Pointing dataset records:
———
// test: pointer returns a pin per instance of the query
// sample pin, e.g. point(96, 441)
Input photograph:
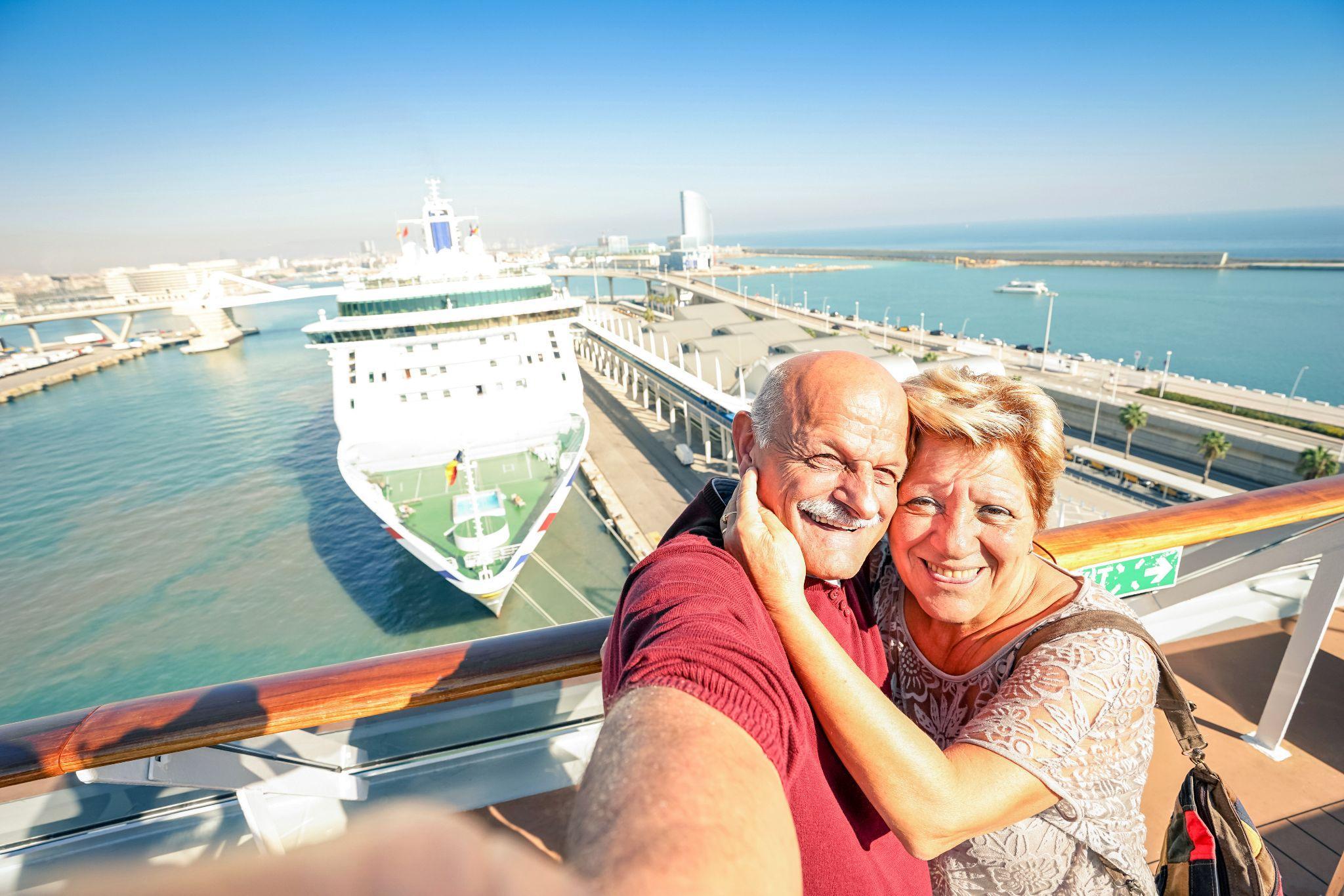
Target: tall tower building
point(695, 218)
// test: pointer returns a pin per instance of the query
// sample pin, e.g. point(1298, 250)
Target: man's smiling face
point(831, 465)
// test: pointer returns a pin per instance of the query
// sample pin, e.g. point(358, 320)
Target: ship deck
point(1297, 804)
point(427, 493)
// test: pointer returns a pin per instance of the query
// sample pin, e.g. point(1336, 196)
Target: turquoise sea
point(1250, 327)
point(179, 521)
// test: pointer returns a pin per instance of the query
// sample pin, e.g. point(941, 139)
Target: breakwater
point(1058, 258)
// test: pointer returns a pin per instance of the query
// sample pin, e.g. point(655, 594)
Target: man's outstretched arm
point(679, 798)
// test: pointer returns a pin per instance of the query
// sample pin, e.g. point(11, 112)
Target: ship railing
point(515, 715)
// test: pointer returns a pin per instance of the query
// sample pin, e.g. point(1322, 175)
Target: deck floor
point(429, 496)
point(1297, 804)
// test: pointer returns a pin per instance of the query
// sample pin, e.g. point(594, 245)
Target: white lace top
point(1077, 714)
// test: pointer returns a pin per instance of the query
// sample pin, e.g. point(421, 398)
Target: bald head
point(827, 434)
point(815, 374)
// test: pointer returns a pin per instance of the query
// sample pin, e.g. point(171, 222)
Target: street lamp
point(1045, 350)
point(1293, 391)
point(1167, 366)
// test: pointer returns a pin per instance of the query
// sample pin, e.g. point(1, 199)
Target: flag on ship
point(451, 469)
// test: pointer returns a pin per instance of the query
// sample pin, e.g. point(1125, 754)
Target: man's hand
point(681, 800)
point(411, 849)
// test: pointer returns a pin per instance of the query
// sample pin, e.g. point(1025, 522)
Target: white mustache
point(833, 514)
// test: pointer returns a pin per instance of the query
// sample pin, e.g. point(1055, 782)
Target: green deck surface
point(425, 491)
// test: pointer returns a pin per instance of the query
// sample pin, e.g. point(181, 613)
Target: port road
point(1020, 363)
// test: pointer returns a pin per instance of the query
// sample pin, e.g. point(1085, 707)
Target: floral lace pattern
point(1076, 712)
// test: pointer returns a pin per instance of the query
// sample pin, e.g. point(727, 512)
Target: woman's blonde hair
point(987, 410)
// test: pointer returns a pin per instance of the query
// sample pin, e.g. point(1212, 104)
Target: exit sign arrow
———
» What the task requires: Reproduce every row above word for word, leaving out the pictures.

» Full output:
// test: pointer returns a pin per instance of the query
// sample pin, e.g. point(96, 441)
Input photograph:
Target: tall tower building
point(695, 218)
// test: pointer returns a pin per instance of the query
// sample pin, e.g. point(1298, 250)
Target: man's smiling face
point(831, 465)
// test: pointer returns a pin per instance of the query
// sample pin, e.g. point(358, 320)
Target: ship deck
point(1297, 804)
point(427, 493)
// test: pointer returns a pin per instance of the query
// sample pin, e.g. point(1336, 196)
Target: turquoise sea
point(1250, 327)
point(179, 521)
// test: pointer returns a pin per instance of the query
// sample pin, e.g. point(941, 139)
Target: breakwater
point(1058, 258)
// test: pointer returns a pin per instance of the query
// sample pin, e.g. point(655, 594)
Target: man's outstretched arm
point(679, 798)
// test: pointer returns a pin per instance of the query
// sample pin, e.g. point(11, 112)
Target: ship railing
point(515, 715)
// test: pointer returns a pin per instance of the query
// sample pin, e.g. point(1322, 175)
Target: deck floor
point(429, 496)
point(1297, 804)
// test: pointer returns a pin per instance of the query
// sample pin, e.g. point(594, 245)
Target: white lace top
point(1077, 714)
// test: pointer returns a pin per instance of the query
// sample pin, e.g. point(421, 398)
Target: bald head
point(827, 434)
point(815, 374)
// test: pointer returns a pin per instance of the query
// sample pin, e.g. point(171, 222)
Target: street lamp
point(1045, 350)
point(1293, 391)
point(1167, 366)
// test: pointer returns a pin per instance of the query
// sample pin, e.g. point(1, 199)
Target: flag on ship
point(451, 469)
// test: pointer returns a pin per instance of the query
// sample pin, e.g. point(1125, 754)
Target: man's hand
point(681, 800)
point(411, 849)
// test: pointer returns a pin per instance of the query
// sample pin, e.g. point(1025, 522)
Target: white mustache
point(833, 514)
// test: pointer returns a pin per instance of the query
// sample pin, e.g. point(1055, 782)
Target: green deck surface
point(425, 491)
// test: pointer returns a pin per instance of the query
// sample pin, e.g. point(181, 613)
Target: port road
point(1020, 363)
// test: pointer returns a pin per instance of the query
// sample pin, e.g. point(1085, 707)
Target: floral lace pattern
point(1076, 712)
// test: pointer returns a pin per instance of the query
// sample pin, e.g. point(727, 512)
Target: woman's blonde hair
point(987, 410)
// test: pointer returns a pin per instance of the query
// sample pin, e.g. point(1212, 104)
Target: exit sign arrow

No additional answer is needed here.